**Short problem:** Your task is to repeat the entries underneath exactly, minus the pictures.

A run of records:
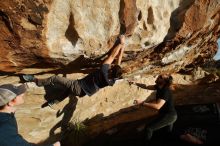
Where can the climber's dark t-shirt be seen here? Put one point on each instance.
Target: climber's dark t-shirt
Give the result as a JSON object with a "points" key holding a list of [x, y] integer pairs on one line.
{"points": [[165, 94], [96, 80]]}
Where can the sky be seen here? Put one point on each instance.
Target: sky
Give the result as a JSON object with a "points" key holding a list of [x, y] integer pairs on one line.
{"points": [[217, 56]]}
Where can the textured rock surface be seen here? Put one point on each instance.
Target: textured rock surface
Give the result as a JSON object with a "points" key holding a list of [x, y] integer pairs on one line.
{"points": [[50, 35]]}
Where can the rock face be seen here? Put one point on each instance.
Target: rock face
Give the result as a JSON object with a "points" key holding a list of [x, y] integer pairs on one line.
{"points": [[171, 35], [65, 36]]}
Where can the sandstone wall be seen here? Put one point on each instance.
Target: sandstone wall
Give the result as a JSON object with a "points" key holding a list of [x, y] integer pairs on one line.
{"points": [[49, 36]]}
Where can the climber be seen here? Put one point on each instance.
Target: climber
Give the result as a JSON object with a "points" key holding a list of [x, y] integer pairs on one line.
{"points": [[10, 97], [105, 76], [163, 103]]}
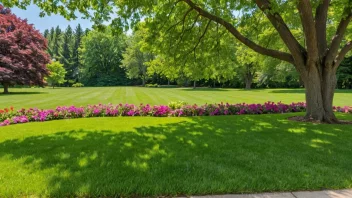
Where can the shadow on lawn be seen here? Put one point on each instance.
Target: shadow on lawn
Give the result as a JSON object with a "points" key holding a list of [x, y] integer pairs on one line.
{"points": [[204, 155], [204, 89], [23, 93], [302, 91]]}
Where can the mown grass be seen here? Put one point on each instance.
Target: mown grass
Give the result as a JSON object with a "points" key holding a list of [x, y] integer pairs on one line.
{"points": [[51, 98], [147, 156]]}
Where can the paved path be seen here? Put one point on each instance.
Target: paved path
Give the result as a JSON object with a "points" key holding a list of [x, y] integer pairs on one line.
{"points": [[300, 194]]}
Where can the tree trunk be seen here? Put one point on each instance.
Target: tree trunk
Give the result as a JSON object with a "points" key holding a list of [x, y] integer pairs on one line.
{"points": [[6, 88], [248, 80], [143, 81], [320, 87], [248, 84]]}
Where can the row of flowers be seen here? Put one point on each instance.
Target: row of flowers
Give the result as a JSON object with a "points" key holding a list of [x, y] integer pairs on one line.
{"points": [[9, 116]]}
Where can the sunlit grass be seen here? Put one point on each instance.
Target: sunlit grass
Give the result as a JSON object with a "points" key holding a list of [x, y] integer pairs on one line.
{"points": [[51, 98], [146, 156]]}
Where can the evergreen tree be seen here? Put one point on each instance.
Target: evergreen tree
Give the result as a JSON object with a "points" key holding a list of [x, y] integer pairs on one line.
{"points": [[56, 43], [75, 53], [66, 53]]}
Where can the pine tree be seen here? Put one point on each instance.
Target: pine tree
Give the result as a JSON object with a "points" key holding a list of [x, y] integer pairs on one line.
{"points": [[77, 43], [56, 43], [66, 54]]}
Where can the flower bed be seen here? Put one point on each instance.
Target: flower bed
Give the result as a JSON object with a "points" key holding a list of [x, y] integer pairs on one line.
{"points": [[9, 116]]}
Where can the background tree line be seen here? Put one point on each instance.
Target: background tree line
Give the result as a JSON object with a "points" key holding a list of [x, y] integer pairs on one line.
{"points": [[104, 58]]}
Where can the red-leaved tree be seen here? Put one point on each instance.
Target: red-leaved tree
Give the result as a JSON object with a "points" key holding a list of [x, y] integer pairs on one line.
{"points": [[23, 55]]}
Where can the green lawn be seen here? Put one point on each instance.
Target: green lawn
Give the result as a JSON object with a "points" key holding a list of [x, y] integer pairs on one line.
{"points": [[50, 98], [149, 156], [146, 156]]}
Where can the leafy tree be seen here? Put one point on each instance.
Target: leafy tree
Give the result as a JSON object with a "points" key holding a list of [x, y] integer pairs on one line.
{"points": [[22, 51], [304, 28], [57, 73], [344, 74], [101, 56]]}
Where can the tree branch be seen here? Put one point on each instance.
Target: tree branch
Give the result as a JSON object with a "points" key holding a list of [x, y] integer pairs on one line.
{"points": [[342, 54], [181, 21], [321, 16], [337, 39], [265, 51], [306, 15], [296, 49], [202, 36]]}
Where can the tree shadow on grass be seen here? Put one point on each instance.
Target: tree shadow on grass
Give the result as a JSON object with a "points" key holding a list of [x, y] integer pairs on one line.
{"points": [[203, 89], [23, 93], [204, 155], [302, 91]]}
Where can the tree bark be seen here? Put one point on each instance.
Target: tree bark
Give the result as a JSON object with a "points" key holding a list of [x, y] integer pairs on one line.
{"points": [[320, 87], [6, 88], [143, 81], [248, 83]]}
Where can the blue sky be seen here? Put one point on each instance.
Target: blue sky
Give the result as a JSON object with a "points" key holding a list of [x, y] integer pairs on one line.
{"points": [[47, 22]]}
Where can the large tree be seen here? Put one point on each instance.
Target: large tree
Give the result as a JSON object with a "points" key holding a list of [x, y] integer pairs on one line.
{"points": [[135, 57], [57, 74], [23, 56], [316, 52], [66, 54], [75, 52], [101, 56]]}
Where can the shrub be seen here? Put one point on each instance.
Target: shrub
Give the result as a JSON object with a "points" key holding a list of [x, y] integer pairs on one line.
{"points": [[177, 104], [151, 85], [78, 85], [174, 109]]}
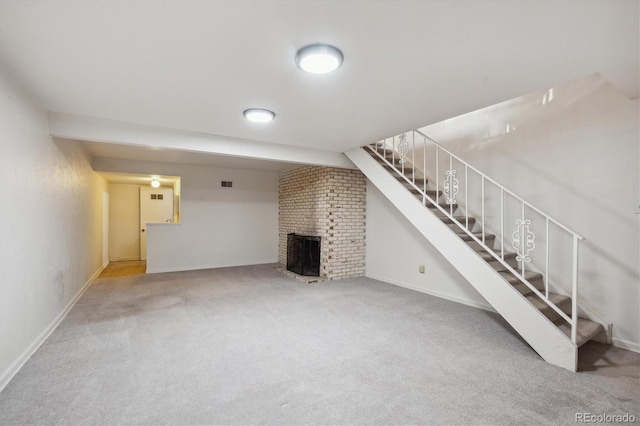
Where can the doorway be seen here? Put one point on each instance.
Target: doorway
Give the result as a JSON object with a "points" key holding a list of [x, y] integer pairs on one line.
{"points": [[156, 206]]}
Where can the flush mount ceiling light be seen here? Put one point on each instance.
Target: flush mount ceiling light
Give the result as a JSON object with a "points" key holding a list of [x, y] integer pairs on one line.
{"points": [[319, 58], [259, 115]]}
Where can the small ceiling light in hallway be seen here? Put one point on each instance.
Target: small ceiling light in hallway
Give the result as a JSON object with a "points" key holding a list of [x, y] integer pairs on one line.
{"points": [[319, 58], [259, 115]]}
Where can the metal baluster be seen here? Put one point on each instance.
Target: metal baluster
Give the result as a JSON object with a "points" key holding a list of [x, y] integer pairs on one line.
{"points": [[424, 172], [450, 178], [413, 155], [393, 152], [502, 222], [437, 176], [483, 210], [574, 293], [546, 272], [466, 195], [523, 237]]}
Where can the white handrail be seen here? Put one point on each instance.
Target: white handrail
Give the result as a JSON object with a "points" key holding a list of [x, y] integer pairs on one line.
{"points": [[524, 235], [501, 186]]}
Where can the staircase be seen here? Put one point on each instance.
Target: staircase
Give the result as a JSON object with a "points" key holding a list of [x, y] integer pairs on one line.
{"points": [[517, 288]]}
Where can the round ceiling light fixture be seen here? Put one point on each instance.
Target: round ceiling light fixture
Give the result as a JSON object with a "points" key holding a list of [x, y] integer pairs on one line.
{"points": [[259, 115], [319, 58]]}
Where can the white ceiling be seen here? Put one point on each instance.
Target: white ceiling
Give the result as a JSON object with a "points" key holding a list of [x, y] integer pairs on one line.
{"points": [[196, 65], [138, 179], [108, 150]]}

**Task result:**
Where can the climber's dark t-shirt be seen here? Put one point on each instance.
Target: climber's dark t-shirt
Give the result as a JSON object with a "points" key holding a list of [x, y] integer pairs on one line.
{"points": [[165, 94], [96, 80]]}
Where can the sky be seen here? Put one point on each instance.
Target: sky
Give the result as a JSON object with a "points" key holding a list of [x, y] integer pairs on one line.
{"points": [[217, 56]]}
Where can the textured rock surface be seen here? Put one point on each instance.
Target: textured rock surface
Give the result as a JSON object with a "points" key holding a list of [x, y] integer pairs on one line.
{"points": [[50, 35]]}
Where can the rock face be seen here? Put one point on each instance.
Target: rock face
Give the result as a JSON object with a "points" key holding a list of [x, y] integer pairs on one line.
{"points": [[171, 35], [65, 36]]}
Where can the sandstone wall be seen here? Put one point on each instance.
Target: sandstone wall
Give the result as a JSON object with a "points" key holding a list of [x, y] integer pairs on one line.
{"points": [[49, 36]]}
Where can the climber be seen here? Put one point on each instance.
Target: climber
Give the result as a JSON object with a "points" key holding a list of [x, y] integer pairs on one line.
{"points": [[10, 97], [105, 76], [163, 103]]}
Where can the shadow on lawn be seen here? Put one point on each instance.
Target: shadow on lawn
Give the result as a JSON object with a "points" key holding a list of [x, y] integer pairs on one line.
{"points": [[204, 155], [204, 89], [23, 93], [302, 91]]}
Where can the mown grass be seen here? Put one point on each instance.
Target: mown grass
Give the result as a JSON object with a "points" key holding a list of [x, y] integer pairs on one line.
{"points": [[51, 98], [147, 156]]}
Where can the paved path be seen here? Put one point on each instance.
Target: paved path
Give the result as a JSON object with a "points" key holding a list of [x, y] integer pairs on one line.
{"points": [[300, 194]]}
Where can the tree trunk be seen here? Put one point on each instance.
Target: tree trunk
Give the result as a JSON object with a "points" key holding a list of [x, y] integer pairs on one line.
{"points": [[6, 88], [248, 80], [143, 81], [320, 87], [248, 84]]}
Where can the row of flowers be seen here? Put one point on each instance.
Target: row of flowers
Give the result as a JSON object with a "points" key holding a list of [x, y] integer pairs on one line.
{"points": [[9, 116]]}
Where can the sunlit grass be seen here? Put one point on each instance.
Target: sunlit grass
Give the result as a JSON object with a "points" key holding a list of [x, y] integer pairs on one line.
{"points": [[51, 98], [146, 156]]}
Where can the evergreen tree be seen here? Put one point on each instance.
Target: evergreen tree
Give the result as a JSON object with a "points" key holding a list of [x, y] integer pairs on one line.
{"points": [[56, 43], [75, 53], [66, 53]]}
Where can the pine tree be seen here? Put one point on each instance.
Target: pine tree
Give the result as a JSON object with a "points" key holding a list of [x, y] integer pairs on one line.
{"points": [[77, 43], [56, 43], [66, 54]]}
Where can the flower bed be seen here? Put one point on each instance.
Target: flower bed
Give the result as a JSON object with a "points" key holding a list of [x, y] integer pairs on one line.
{"points": [[9, 116]]}
Where can the background tree line be seen here? Put one point on each instance.
Target: background tree line
Give the result as a JSON object with a "points" key holding a list of [x, y] integer pairs on one line.
{"points": [[104, 58]]}
Where can the red-leaved tree be seen here? Put one point on each instance.
Target: red-leaved tree
Give the result as a JSON object with a "points" key holding a list of [x, y] integer pairs on one line.
{"points": [[23, 55]]}
Where can the green lawn be seen here? Put one point on each instance.
Target: green lawn
Give the result as a JSON object with a "points" key holding a list of [x, y] integer pairs on one line.
{"points": [[50, 98], [149, 156], [146, 156]]}
Where can the leafy tree be seen here? Put one point on each instance.
Target: leafy tree
Give the result as a JSON object with a "points" key holding a list of [x, y] integer pairs on one line.
{"points": [[22, 51], [304, 28], [57, 73], [344, 74], [101, 56]]}
Where can the tree branch be seen here? Put one point on each instance.
Target: tree branch
Give the result as a JSON object with a "points" key holding a list of [x, y] integer pairs on one line.
{"points": [[342, 54], [181, 21], [321, 16], [337, 39], [265, 51], [306, 15], [296, 49], [202, 36]]}
Where can the tree shadow on grass be seen here? Put one point on each instance.
Target: tree shadow on grass
Give the result as a JSON object with a "points" key holding a list of [x, y] integer pairs on one line.
{"points": [[203, 89], [23, 93], [204, 155], [302, 91]]}
Where can the tree bark be seen here? Put one point on each instance.
Target: tree bark
Give the result as a JSON object with a "points" key holding a list of [x, y] integer pairs on one line.
{"points": [[320, 87], [6, 88], [143, 81], [248, 83]]}
Where can the blue sky be seen here? Put one point on each instance.
Target: blue sky
Give the result as a JSON object with a "points" key holding a list of [x, y] integer pairs on one line.
{"points": [[47, 22]]}
Where can the large tree be seen here? Put one point on each instance.
Target: large tree
Give the result as a JSON object with a "points" key holding a list of [x, y] integer pairs on one line.
{"points": [[135, 57], [57, 74], [23, 56], [316, 52], [66, 54], [75, 52], [101, 56]]}
Where can the shrub be seen here? Put one point on each instance.
Target: shrub
Give the result as a JSON object with a "points" key holding a list of [x, y] integer pairs on one line.
{"points": [[177, 104], [151, 85], [78, 85], [174, 109]]}
Where can the doorway be seen here? Put one point on each instance.
Target: doorway
Give the result as a JSON object with a "points" key holding a list of [x, y] integer pairs on one line.
{"points": [[156, 206]]}
Where can the flush mount ceiling light be seen here? Put one point on each instance.
Target: flush mount ceiling light
Give the result as a JSON object with a "points" key holding a list of [x, y] integer pairs on one line.
{"points": [[319, 58], [259, 115]]}
Where can the small ceiling light in hallway be seen here? Put one point on each instance.
Target: small ceiling light in hallway
Give the result as a JSON object with a "points" key holding a list of [x, y] integer pairs on one line.
{"points": [[319, 58], [259, 115]]}
Where can the metal baluster be seen here? Put one point on each instance.
Target: metal baluster
Give the result as a JSON object with a "points" key holding a list of [x, y] integer pairs on one line.
{"points": [[424, 172], [450, 178], [413, 155], [393, 152], [502, 222], [437, 176], [483, 210], [574, 293], [546, 272], [466, 195], [523, 237]]}
Where can the white handrail be seen here? Put one point on each instance.
Target: white handrail
Give the result as a JSON object with a "points" key holding a list of [x, y] integer pairs on one line.
{"points": [[524, 235], [501, 186]]}
Where can the staircase be seen here? Put one point on each instance.
Target: staircase
Give the result as a JSON object with a "points" key holding a list of [x, y] integer pairs on one line.
{"points": [[517, 288]]}
Where can the round ceiling light fixture be seen here? Put one point on each instance.
Target: round ceiling light fixture
Give the result as a JSON object with a "points" key holding a list of [x, y] integer pairs on one line.
{"points": [[259, 115], [319, 58]]}
Where can the white ceiling be seen here? Put one point on each instance.
Target: white ceiling
Give the result as a JSON object with a "points" key holding a list of [x, y] integer pairs on one line.
{"points": [[196, 65], [138, 179], [108, 150]]}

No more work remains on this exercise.